PROBLEM DESCRIPTION:
Would you print out all of the data exactly and keep the pictures out of it?

[Collected data entries]

>>>>>

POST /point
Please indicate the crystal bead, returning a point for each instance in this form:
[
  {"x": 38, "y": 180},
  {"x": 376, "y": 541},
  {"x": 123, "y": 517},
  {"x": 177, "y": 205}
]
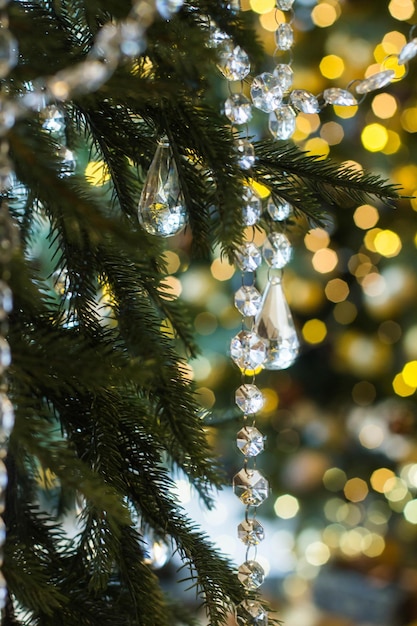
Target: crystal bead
[
  {"x": 340, "y": 97},
  {"x": 251, "y": 613},
  {"x": 245, "y": 154},
  {"x": 284, "y": 74},
  {"x": 279, "y": 209},
  {"x": 251, "y": 532},
  {"x": 247, "y": 350},
  {"x": 249, "y": 399},
  {"x": 282, "y": 122},
  {"x": 161, "y": 209},
  {"x": 250, "y": 487},
  {"x": 408, "y": 52},
  {"x": 248, "y": 300},
  {"x": 266, "y": 92},
  {"x": 277, "y": 250},
  {"x": 304, "y": 101},
  {"x": 284, "y": 37},
  {"x": 274, "y": 323},
  {"x": 233, "y": 61},
  {"x": 251, "y": 574},
  {"x": 376, "y": 81},
  {"x": 250, "y": 441},
  {"x": 238, "y": 108},
  {"x": 248, "y": 257},
  {"x": 8, "y": 52},
  {"x": 252, "y": 206}
]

<<<<<

YOUR RESPONSE:
POST /point
Please indicate the crystal bead, returning a point for each instance in this form:
[
  {"x": 38, "y": 180},
  {"x": 376, "y": 541},
  {"x": 123, "y": 517},
  {"x": 177, "y": 205}
]
Target: crystal bead
[
  {"x": 340, "y": 97},
  {"x": 251, "y": 613},
  {"x": 245, "y": 154},
  {"x": 284, "y": 74},
  {"x": 279, "y": 209},
  {"x": 251, "y": 532},
  {"x": 247, "y": 350},
  {"x": 249, "y": 399},
  {"x": 282, "y": 122},
  {"x": 161, "y": 209},
  {"x": 250, "y": 487},
  {"x": 408, "y": 52},
  {"x": 248, "y": 300},
  {"x": 266, "y": 92},
  {"x": 277, "y": 250},
  {"x": 304, "y": 101},
  {"x": 284, "y": 37},
  {"x": 274, "y": 323},
  {"x": 233, "y": 61},
  {"x": 251, "y": 574},
  {"x": 376, "y": 81},
  {"x": 250, "y": 441},
  {"x": 238, "y": 108},
  {"x": 248, "y": 257},
  {"x": 8, "y": 52},
  {"x": 252, "y": 206}
]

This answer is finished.